## Challenge
Copy out every one of the records that follow, word for word.

##############################

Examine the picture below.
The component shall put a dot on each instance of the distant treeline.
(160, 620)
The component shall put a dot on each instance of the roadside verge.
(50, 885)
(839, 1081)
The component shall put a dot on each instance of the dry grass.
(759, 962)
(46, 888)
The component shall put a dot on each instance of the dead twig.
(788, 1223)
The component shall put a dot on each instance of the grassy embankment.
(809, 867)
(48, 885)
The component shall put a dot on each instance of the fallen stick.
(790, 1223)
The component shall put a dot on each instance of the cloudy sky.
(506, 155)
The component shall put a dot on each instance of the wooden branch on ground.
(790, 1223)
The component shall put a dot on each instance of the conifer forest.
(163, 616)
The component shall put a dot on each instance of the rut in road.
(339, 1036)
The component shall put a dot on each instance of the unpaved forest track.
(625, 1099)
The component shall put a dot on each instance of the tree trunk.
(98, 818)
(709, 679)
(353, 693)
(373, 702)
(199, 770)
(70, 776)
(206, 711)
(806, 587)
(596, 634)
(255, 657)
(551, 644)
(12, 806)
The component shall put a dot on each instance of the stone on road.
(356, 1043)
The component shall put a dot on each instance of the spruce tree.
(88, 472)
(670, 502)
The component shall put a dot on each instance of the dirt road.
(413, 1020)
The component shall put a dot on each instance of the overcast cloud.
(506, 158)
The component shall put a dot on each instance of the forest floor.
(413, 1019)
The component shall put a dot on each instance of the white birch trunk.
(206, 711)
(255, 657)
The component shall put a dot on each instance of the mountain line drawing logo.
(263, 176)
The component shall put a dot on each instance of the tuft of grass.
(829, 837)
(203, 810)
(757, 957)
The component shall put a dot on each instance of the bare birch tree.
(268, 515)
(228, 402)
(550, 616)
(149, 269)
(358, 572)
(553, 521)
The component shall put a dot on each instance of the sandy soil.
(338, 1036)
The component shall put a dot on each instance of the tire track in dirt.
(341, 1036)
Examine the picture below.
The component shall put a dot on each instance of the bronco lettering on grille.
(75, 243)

##############################

## Output below
Examine the picture below.
The component shall put a dot on each instance of the distant treeline.
(160, 620)
The component shall put a dot on each instance of the roadside verge.
(50, 885)
(839, 1081)
The component shall put a dot on each instance of the dry grass.
(759, 962)
(46, 888)
The component shall put a dot on each instance of the dead twig.
(788, 1223)
The component shall put a dot on each instance of the grassy embankment.
(809, 867)
(48, 885)
The component shall put a dot on each instance of the fallen stick.
(790, 1223)
The component shall put a dot on each instance of the cloudy sky.
(506, 155)
The component shall put a dot on each instance of the wooden branch on ground.
(790, 1223)
The component shall put a dot on each instance of the conifer forest.
(163, 616)
The component shall put a dot on each instance of the rut in road.
(339, 1036)
The component shall put a dot on each instance of the unpaved forest track.
(625, 1099)
The component shall put a dot on each instance of the tree trunk.
(98, 818)
(709, 679)
(353, 693)
(373, 702)
(199, 770)
(70, 776)
(206, 711)
(806, 587)
(596, 634)
(255, 657)
(551, 644)
(12, 806)
The component shall put a dot on each instance of the stone on road.
(356, 1043)
The component shall put a dot on each instance of the spruce tree.
(88, 472)
(670, 502)
The component shall put a dot on each instance of the dirt road.
(413, 1020)
The component shall put a dot on each instance of the overcast cloud.
(506, 158)
The component shall put a dot on each instance of the forest floor.
(413, 1019)
The component shall put a dot on each instance of the white birch trunk.
(206, 711)
(255, 657)
The component shall put a dot on each instance of the mountain line drawing logo.
(263, 176)
The component shall put a dot on each instance of the tuft of grass.
(829, 837)
(203, 810)
(757, 957)
The component shall put a dot on each instance of the bare birch tree.
(268, 515)
(228, 402)
(550, 616)
(149, 269)
(358, 572)
(553, 521)
The component shall put a dot on each instance of the sandy soil.
(338, 1036)
The component shall put a dot on each instance of the tire track in dirt.
(341, 1036)
Examine the picture below.
The component shall put a dot on each instance of the bronco lettering on grille.
(75, 243)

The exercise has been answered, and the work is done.